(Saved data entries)
■ ■ ■ ■ ■
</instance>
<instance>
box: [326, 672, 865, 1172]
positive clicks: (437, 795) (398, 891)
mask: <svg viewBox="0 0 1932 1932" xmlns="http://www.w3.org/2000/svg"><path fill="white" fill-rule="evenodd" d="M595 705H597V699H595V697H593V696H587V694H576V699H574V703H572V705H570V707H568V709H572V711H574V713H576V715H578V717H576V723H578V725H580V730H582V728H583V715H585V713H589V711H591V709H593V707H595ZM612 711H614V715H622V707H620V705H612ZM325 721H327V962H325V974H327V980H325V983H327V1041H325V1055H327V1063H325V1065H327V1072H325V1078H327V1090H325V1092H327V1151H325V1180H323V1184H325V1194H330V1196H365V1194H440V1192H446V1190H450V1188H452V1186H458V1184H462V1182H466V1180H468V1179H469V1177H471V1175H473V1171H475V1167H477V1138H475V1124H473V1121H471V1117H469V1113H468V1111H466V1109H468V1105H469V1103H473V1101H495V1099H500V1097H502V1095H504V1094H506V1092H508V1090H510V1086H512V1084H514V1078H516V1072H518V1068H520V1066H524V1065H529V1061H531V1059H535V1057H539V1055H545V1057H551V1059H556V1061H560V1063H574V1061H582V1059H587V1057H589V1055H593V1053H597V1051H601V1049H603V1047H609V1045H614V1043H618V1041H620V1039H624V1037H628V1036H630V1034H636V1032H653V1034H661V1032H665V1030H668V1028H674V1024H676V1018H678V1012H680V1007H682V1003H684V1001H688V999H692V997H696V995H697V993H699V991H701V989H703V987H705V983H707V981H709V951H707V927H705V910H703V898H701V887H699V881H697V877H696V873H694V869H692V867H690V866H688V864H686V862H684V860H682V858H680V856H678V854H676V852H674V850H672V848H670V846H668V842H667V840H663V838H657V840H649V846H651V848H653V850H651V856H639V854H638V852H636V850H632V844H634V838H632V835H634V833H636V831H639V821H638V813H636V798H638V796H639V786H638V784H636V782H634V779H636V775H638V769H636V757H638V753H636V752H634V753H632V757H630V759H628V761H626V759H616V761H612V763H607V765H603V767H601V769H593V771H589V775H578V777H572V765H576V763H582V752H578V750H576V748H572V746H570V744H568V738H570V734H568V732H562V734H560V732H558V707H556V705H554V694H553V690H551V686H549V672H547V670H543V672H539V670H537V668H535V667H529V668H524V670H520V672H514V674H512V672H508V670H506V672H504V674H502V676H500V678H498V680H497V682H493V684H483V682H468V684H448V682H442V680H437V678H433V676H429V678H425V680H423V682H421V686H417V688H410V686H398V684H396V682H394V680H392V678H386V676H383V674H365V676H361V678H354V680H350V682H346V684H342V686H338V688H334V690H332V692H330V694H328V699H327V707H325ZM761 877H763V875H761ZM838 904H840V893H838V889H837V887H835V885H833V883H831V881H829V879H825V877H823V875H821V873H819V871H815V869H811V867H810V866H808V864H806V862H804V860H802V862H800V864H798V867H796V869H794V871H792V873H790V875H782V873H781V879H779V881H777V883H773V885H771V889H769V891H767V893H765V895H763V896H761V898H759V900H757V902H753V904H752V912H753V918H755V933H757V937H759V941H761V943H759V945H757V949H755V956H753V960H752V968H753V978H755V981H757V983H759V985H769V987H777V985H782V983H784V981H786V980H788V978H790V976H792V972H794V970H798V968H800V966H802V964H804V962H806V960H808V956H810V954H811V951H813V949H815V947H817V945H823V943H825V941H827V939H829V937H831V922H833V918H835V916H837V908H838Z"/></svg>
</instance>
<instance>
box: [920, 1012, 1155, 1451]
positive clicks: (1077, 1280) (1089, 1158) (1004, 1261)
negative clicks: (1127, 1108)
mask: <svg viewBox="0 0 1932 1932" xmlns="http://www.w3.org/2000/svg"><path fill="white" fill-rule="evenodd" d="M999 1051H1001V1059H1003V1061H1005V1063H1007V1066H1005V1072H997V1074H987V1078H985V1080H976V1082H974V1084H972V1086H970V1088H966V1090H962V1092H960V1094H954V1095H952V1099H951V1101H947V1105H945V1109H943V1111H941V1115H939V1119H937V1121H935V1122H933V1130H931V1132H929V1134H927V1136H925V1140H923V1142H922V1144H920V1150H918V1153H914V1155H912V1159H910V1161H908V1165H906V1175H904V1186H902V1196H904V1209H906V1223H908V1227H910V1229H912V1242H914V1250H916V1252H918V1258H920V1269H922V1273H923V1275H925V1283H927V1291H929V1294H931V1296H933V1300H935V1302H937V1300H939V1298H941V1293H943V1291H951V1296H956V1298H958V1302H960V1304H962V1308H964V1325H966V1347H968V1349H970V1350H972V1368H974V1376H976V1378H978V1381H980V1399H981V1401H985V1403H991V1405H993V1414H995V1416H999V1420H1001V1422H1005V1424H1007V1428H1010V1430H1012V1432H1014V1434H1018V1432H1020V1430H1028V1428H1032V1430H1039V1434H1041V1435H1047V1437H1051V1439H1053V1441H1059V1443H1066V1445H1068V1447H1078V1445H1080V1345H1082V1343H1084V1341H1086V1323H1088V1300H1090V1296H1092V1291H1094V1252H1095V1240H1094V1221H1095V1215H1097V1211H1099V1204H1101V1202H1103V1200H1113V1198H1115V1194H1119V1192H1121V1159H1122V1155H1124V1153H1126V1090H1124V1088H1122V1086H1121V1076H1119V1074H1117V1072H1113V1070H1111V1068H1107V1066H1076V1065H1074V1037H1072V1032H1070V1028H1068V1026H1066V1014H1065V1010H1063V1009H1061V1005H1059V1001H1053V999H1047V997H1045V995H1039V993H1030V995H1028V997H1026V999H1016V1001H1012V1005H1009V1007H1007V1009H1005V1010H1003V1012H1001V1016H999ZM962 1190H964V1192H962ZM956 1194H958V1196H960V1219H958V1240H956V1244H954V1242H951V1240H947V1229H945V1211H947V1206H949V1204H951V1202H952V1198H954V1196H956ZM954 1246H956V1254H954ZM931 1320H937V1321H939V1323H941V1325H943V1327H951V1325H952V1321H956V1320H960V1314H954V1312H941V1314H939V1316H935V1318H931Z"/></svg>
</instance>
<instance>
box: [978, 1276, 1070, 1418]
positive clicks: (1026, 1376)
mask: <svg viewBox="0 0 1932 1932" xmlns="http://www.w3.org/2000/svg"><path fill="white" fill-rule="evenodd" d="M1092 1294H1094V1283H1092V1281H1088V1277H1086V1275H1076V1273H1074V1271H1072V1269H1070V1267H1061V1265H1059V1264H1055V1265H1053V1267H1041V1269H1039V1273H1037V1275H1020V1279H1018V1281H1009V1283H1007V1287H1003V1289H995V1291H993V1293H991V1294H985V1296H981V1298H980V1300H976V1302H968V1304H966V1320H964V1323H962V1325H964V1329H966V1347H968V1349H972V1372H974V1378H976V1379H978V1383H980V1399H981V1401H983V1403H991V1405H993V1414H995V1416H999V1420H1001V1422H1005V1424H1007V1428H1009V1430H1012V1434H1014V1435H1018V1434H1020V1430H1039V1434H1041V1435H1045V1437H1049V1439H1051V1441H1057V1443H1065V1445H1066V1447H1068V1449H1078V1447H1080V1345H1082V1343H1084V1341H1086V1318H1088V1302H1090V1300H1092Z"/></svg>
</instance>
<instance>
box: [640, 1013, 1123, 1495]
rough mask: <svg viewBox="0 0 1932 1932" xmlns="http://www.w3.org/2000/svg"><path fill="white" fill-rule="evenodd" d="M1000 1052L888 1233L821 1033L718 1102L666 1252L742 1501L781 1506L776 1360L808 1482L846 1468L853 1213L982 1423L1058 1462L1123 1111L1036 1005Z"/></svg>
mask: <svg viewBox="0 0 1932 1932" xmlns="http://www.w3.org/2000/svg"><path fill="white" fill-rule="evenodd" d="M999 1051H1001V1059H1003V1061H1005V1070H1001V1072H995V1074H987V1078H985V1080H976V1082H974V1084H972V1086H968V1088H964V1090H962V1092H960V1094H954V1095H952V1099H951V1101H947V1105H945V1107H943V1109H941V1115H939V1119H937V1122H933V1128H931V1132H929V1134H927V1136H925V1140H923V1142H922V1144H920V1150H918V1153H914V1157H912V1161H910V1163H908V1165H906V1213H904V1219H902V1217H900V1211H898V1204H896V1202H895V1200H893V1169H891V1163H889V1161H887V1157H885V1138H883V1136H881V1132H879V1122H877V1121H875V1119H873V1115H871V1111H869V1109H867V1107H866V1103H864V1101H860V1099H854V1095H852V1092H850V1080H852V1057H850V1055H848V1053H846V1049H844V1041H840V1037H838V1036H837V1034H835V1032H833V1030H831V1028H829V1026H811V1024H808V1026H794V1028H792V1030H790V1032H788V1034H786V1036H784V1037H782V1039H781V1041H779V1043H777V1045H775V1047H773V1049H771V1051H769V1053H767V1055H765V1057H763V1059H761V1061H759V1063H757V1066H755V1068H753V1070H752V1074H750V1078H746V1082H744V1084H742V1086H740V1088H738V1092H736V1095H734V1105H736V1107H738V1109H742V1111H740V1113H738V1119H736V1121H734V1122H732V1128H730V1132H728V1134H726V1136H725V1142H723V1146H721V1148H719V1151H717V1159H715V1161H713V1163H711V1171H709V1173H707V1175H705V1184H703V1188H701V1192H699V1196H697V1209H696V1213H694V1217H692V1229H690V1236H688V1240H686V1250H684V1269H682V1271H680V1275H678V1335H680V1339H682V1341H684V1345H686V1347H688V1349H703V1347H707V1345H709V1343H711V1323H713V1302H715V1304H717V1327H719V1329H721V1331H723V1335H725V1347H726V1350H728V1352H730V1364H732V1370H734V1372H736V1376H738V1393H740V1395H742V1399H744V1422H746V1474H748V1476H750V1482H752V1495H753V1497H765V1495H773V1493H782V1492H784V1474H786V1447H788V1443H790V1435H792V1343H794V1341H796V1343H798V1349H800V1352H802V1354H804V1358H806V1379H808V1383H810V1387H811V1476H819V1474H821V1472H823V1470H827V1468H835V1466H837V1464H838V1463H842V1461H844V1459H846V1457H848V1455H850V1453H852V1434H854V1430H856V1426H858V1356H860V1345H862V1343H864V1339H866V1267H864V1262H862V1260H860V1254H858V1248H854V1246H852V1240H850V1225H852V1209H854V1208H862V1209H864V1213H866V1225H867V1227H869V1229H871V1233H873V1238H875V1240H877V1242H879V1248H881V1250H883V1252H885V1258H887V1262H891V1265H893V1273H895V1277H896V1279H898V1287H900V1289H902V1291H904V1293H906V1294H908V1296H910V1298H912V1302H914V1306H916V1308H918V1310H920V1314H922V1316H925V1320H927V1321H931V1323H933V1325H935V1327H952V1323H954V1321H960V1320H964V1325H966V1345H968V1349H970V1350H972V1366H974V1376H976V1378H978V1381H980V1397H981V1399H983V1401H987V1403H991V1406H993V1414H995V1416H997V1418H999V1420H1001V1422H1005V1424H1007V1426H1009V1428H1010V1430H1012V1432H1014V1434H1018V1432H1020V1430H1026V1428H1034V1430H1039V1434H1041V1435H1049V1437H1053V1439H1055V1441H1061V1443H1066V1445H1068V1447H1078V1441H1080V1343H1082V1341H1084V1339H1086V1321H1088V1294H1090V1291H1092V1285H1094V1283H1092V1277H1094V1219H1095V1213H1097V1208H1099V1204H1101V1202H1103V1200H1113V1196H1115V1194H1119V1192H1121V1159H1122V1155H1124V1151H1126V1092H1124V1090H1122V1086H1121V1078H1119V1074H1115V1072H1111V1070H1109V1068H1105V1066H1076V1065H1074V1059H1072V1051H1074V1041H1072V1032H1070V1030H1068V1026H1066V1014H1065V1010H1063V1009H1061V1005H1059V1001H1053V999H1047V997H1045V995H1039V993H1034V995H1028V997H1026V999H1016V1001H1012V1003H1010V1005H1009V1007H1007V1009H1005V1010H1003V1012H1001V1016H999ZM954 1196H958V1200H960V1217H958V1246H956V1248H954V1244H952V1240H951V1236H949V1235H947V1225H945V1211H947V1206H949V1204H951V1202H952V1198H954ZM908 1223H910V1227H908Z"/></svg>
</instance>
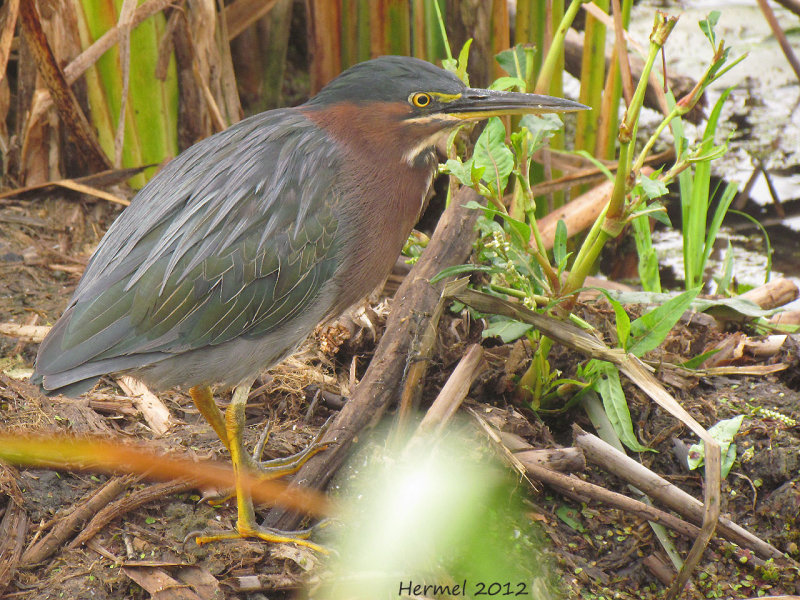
■ ■ ■ ■ ■
Your task
In the records above, find every line that contains the word "positive" and copy it.

Solution to this exercise
positive clicks: (437, 795) (398, 891)
positive clicks: (1077, 1280) (1089, 1158) (1004, 1261)
positive clicks: (1026, 1376)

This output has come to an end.